**Dataset records:**

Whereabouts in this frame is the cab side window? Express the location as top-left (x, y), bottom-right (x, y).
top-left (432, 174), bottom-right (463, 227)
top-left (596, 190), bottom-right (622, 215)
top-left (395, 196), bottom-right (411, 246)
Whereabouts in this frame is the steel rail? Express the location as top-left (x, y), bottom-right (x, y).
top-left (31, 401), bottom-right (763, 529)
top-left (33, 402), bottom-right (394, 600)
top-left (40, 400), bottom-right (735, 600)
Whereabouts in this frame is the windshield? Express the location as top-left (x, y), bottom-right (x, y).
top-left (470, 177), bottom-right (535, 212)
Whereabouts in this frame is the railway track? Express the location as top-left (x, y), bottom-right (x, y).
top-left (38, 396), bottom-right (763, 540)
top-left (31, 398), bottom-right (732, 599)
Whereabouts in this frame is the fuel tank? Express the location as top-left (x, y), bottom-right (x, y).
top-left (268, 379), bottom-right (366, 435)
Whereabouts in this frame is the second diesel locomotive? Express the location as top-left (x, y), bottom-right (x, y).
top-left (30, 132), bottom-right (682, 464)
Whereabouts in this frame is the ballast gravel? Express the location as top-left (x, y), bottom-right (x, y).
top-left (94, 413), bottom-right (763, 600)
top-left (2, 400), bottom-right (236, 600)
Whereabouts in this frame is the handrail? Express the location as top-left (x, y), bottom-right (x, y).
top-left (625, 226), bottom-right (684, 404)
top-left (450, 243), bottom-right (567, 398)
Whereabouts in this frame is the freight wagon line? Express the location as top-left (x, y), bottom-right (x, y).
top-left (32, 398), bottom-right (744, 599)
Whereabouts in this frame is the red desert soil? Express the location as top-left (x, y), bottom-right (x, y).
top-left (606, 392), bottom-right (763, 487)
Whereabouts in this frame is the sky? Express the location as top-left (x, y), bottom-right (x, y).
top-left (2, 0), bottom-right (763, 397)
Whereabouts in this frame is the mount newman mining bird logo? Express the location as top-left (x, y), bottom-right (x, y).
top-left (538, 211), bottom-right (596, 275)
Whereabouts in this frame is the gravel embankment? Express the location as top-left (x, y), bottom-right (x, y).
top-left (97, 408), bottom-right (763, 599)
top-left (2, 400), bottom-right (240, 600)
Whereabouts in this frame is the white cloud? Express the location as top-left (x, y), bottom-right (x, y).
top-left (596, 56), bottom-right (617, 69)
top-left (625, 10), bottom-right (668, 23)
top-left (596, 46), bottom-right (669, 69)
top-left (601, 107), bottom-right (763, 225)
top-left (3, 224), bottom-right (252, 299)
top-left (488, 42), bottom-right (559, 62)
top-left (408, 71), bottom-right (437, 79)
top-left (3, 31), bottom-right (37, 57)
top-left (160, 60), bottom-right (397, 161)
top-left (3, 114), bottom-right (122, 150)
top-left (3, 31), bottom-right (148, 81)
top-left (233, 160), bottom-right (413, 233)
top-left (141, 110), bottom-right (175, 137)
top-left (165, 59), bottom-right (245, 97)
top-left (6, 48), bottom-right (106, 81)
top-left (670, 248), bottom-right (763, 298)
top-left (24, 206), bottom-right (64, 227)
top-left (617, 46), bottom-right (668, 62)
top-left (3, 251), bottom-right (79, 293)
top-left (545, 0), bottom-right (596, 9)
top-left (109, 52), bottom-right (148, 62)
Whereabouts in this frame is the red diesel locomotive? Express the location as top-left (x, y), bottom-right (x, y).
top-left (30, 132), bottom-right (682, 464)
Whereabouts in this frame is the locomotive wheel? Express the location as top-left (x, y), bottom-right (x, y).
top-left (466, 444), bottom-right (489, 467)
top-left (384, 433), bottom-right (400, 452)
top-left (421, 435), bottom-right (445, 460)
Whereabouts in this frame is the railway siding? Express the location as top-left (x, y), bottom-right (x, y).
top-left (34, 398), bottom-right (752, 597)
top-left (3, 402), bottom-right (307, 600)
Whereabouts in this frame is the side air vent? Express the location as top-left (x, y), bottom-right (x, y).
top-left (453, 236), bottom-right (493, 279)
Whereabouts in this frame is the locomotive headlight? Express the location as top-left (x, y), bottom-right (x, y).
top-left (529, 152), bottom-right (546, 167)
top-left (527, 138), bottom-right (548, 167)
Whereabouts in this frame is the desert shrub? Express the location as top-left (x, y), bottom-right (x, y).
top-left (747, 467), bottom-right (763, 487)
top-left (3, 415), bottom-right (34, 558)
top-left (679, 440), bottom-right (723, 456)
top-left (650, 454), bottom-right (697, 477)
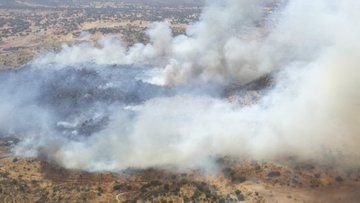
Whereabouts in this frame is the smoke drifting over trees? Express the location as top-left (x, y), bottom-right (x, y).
top-left (0, 0), bottom-right (360, 171)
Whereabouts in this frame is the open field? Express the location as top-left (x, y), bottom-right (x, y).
top-left (0, 1), bottom-right (201, 68)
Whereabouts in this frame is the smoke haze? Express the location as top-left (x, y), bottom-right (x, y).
top-left (0, 0), bottom-right (360, 171)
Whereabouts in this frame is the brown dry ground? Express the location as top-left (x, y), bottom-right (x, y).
top-left (0, 139), bottom-right (360, 202)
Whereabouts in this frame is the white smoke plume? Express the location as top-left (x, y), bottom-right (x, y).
top-left (0, 0), bottom-right (360, 171)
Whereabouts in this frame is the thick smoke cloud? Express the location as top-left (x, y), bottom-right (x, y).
top-left (0, 0), bottom-right (360, 171)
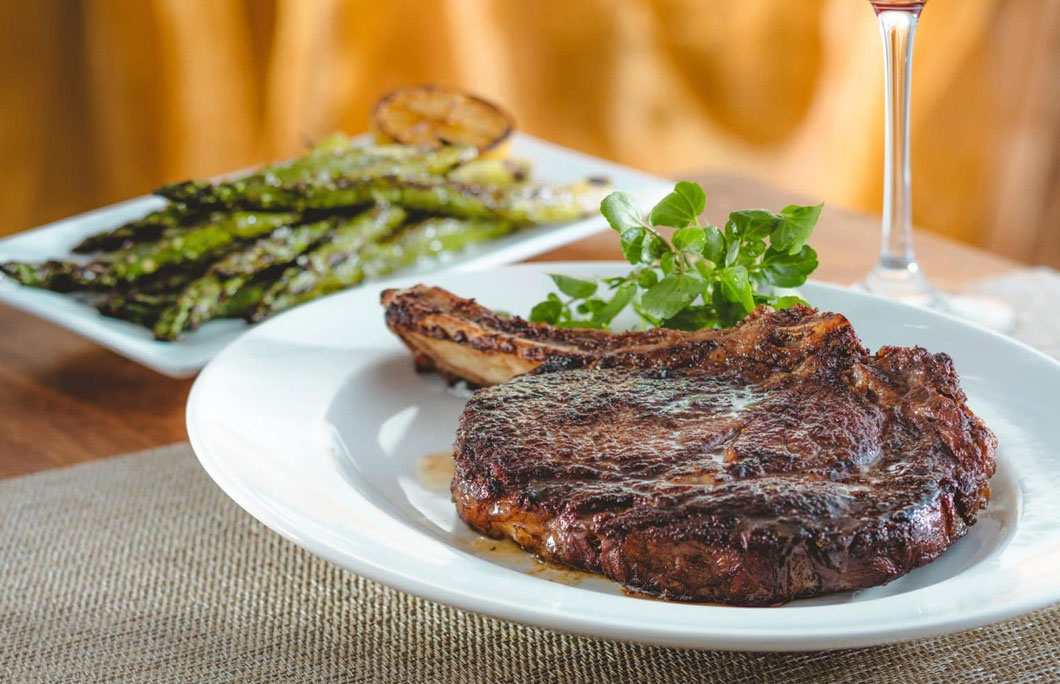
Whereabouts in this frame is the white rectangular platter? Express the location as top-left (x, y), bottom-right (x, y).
top-left (0, 134), bottom-right (672, 378)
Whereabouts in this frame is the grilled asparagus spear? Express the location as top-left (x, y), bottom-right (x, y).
top-left (157, 145), bottom-right (476, 209)
top-left (247, 207), bottom-right (407, 321)
top-left (73, 205), bottom-right (196, 255)
top-left (174, 175), bottom-right (606, 224)
top-left (154, 220), bottom-right (340, 339)
top-left (95, 292), bottom-right (176, 328)
top-left (0, 211), bottom-right (298, 292)
top-left (104, 211), bottom-right (299, 283)
top-left (248, 217), bottom-right (513, 321)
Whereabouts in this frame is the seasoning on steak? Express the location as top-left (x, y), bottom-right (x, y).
top-left (384, 286), bottom-right (996, 606)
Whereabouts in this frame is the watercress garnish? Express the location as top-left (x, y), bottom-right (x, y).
top-left (530, 181), bottom-right (824, 330)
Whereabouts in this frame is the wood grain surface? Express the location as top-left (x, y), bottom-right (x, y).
top-left (0, 174), bottom-right (1020, 477)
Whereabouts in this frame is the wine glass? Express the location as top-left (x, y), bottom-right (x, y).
top-left (859, 0), bottom-right (1014, 330)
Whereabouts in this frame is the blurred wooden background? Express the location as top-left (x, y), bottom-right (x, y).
top-left (0, 0), bottom-right (1060, 266)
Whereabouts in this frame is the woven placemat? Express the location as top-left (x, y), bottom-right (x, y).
top-left (6, 269), bottom-right (1060, 684)
top-left (0, 444), bottom-right (1060, 684)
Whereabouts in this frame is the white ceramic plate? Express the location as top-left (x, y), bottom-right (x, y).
top-left (188, 264), bottom-right (1060, 650)
top-left (0, 134), bottom-right (673, 378)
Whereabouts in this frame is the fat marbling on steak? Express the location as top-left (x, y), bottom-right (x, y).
top-left (383, 285), bottom-right (996, 606)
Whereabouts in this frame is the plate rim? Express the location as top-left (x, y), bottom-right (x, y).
top-left (187, 261), bottom-right (1060, 651)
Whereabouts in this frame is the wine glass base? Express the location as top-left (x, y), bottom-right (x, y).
top-left (859, 262), bottom-right (946, 309)
top-left (852, 264), bottom-right (1015, 333)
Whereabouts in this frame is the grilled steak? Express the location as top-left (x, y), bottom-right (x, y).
top-left (384, 286), bottom-right (996, 606)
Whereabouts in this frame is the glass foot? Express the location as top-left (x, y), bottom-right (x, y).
top-left (853, 263), bottom-right (1015, 333)
top-left (859, 262), bottom-right (946, 309)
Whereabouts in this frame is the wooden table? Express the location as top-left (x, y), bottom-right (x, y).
top-left (0, 175), bottom-right (1020, 477)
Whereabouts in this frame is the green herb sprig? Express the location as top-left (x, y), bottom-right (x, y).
top-left (530, 181), bottom-right (824, 330)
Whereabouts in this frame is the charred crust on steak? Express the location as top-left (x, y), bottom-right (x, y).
top-left (383, 286), bottom-right (996, 606)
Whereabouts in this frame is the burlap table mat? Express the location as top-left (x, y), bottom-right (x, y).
top-left (6, 271), bottom-right (1060, 684)
top-left (0, 444), bottom-right (1060, 684)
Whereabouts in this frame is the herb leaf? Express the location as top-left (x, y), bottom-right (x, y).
top-left (728, 209), bottom-right (780, 240)
top-left (673, 226), bottom-right (707, 252)
top-left (640, 273), bottom-right (703, 318)
top-left (770, 204), bottom-right (825, 255)
top-left (718, 266), bottom-right (755, 314)
top-left (530, 299), bottom-right (563, 326)
top-left (530, 181), bottom-right (823, 330)
top-left (649, 180), bottom-right (707, 228)
top-left (548, 274), bottom-right (597, 299)
top-left (703, 226), bottom-right (725, 264)
top-left (600, 192), bottom-right (644, 234)
top-left (762, 245), bottom-right (817, 287)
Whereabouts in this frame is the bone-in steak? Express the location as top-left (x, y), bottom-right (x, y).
top-left (384, 286), bottom-right (996, 604)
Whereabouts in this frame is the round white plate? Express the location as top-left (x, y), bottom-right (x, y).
top-left (188, 263), bottom-right (1060, 650)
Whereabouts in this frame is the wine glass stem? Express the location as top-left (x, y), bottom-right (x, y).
top-left (878, 10), bottom-right (919, 268)
top-left (865, 4), bottom-right (935, 304)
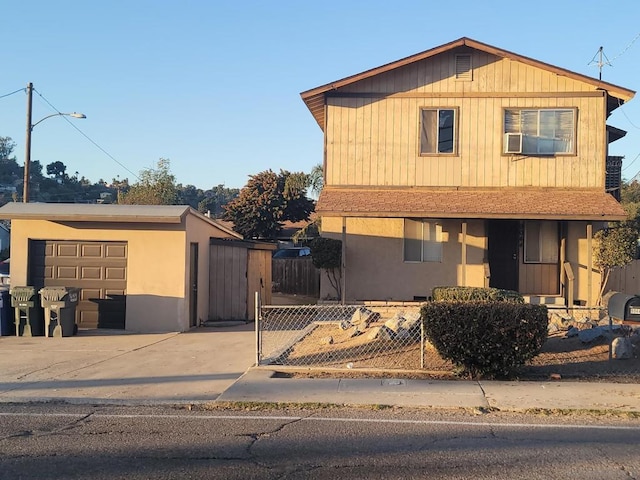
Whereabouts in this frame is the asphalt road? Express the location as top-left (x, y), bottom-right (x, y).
top-left (0, 404), bottom-right (640, 480)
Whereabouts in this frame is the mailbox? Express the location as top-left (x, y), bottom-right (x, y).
top-left (608, 293), bottom-right (640, 323)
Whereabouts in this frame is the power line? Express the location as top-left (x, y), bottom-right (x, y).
top-left (33, 88), bottom-right (140, 180)
top-left (611, 33), bottom-right (640, 62)
top-left (0, 88), bottom-right (25, 98)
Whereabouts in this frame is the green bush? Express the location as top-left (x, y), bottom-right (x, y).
top-left (432, 287), bottom-right (524, 303)
top-left (421, 302), bottom-right (548, 378)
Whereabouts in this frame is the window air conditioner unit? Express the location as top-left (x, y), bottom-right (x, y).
top-left (504, 133), bottom-right (522, 153)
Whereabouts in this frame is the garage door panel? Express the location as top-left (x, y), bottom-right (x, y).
top-left (80, 243), bottom-right (103, 258)
top-left (104, 245), bottom-right (127, 260)
top-left (104, 267), bottom-right (127, 280)
top-left (80, 267), bottom-right (102, 280)
top-left (56, 243), bottom-right (78, 258)
top-left (29, 240), bottom-right (127, 328)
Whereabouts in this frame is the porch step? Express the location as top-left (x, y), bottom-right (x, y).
top-left (523, 295), bottom-right (565, 307)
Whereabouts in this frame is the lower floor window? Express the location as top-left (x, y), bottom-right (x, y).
top-left (404, 218), bottom-right (442, 262)
top-left (524, 220), bottom-right (559, 263)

**What to work on:**
Reproduce the entries above, starting at the line that contains "Whereabouts in this frame is the garage" and ending at the line that contains "top-left (104, 267), bottom-right (127, 280)". Include both of those lines and change nothing.

**Finished task:**
Whereabouts in this frame is the garage door panel? Express the location as top-left (x, y), bottom-right (x, y).
top-left (80, 243), bottom-right (103, 258)
top-left (104, 245), bottom-right (127, 260)
top-left (104, 267), bottom-right (127, 280)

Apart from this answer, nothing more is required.